Retype each record below word for word, pictures excluded.

┌────────

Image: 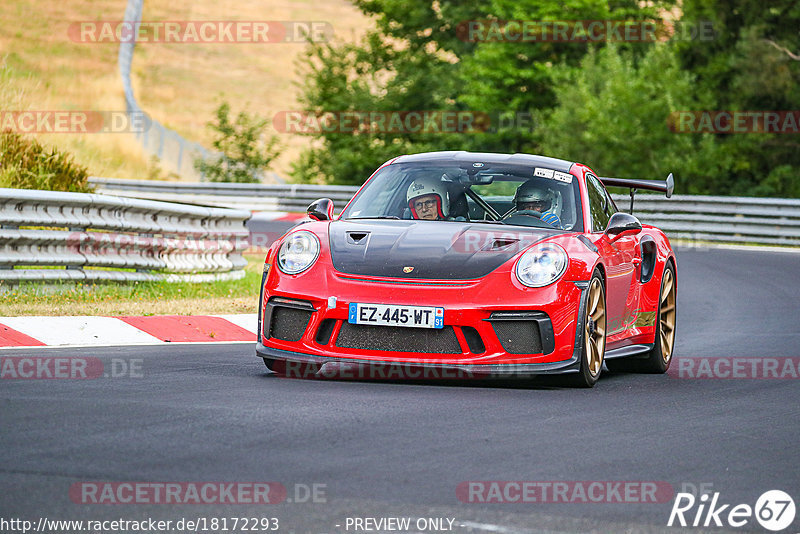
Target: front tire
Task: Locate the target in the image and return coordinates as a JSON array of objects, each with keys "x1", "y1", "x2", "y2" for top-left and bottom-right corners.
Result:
[
  {"x1": 263, "y1": 358, "x2": 281, "y2": 373},
  {"x1": 569, "y1": 271, "x2": 606, "y2": 388}
]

└────────

• [Reply to the exercise]
Image: 
Target: front tire
Task: Locate the target in the image and return coordinates as a JSON array of objects, each with keys "x1", "y1", "x2", "y2" for top-left and bottom-right corners.
Result:
[
  {"x1": 263, "y1": 358, "x2": 281, "y2": 373},
  {"x1": 569, "y1": 271, "x2": 606, "y2": 388}
]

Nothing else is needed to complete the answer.